* PASSAGE SHOWN:
-- Begin --
Stocks on Wall Street went up early on Monday, continuing a rise that started last week. This was due to good profits at Goldman Sachs and a big new order for Boeing planes.

Last week, inflation numbers were pretty bad, so US stocks started this week on a good note. On Friday, thanks to good retail sales numbers, they went up even more.

At the start of a week with important earnings reports and decisions by the European Central Bank and other central banks, Briefing.com analyst Patrick O’Hare said that there was “carryover momentum.”

At 31,556.91, the Dow Jones Industrial Average was up 0.9% after about 20 minutes of trading.

The broad-based S&P 500 went up 0.9% to 3,899.33, and the tech-heavy Nasdaq Composite Index went up 1.5% to 11,618.13.
-- End --
* INPUT FOR THIS TASK:
-- Begin --
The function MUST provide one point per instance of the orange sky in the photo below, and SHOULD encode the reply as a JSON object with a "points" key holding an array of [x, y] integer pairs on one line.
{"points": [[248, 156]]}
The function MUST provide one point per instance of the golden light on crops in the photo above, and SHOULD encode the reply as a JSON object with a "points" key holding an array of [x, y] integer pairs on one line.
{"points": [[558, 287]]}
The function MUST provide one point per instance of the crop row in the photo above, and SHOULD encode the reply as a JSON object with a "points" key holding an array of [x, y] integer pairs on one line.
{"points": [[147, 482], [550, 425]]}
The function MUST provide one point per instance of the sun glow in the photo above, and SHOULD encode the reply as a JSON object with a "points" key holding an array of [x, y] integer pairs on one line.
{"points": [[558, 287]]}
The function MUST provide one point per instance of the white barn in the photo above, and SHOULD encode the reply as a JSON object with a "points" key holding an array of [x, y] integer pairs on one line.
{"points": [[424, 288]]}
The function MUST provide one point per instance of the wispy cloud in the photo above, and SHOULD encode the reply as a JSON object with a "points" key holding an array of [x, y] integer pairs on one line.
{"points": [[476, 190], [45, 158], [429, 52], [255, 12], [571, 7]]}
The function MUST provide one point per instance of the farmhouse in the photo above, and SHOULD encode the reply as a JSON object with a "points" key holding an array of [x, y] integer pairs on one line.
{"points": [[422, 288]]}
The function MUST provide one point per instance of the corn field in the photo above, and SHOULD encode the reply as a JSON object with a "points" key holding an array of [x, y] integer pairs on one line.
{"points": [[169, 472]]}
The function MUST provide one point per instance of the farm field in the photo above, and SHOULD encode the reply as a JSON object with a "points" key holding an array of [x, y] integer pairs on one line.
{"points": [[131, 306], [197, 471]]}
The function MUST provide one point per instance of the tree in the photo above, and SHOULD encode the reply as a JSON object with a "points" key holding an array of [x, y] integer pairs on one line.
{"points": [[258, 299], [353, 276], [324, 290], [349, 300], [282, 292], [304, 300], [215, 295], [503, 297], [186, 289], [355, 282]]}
-- End --
* WORK TO DO:
- a) Copy the records word for word, from the line holding "The function MUST provide one point per instance of the white" through the end of the records, with both ends included.
- b) Write the next few sentences of the Wall Street stocks report, picking up after its last line.

* ANSWERS BELOW:
- a)
The function MUST provide one point per instance of the white barn in the photo above, and SHOULD encode the reply as a JSON object with a "points" key holding an array of [x, y] integer pairs on one line.
{"points": [[424, 288]]}
The function MUST provide one point per instance of the wispy cloud in the photo above, and SHOULD encode the reply as a JSON object with a "points" key holding an array of [x, y] integer pairs on one line.
{"points": [[476, 190], [45, 158], [429, 52], [255, 12], [571, 7]]}
The function MUST provide one point per instance of the farmhouse in the photo above, and SHOULD encode the reply as a JSON object with a "points" key holding an array of [x, y] integer pairs on one line.
{"points": [[422, 288]]}
The function MUST provide one point per instance of the corn field in the photo above, and SHOULD encode the reply as a JSON object with a "points" key holding an array of [x, y] integer pairs on one line.
{"points": [[169, 472]]}
The function MUST provide one point per instance of the farm field in the photo above, and SHOULD encode the reply as a JSON object with a "points" key holding an array of [x, y] integer pairs on one line.
{"points": [[131, 306], [197, 471]]}
The function MUST provide one point per instance of the tree in the photo above, and SHOULD encode the reply as a JSON object with a "points" key holding an array of [x, y] integer pairs on one line.
{"points": [[258, 299], [353, 276], [324, 290], [349, 300], [282, 292], [304, 300], [215, 295], [503, 297], [186, 289], [355, 282]]}

- b)
Boeing’s stock went up 4.6% after it was announced that Delta had agreed to buy 100 Boeing MAX passenger planes for a total of $13.5 billion. The Delta jumped 5.4 percent.

Goldman Sachs went up by 3.6% after saying that its quarterly earnings dropped by 48% to $2.8 billion because it had to set aside more money for bad loans. But thanks to good trading performance, the results were better than what analysts had predicted.

This week, Netflix, Johnson & Johnson, and Tesla are all due to report their earnings.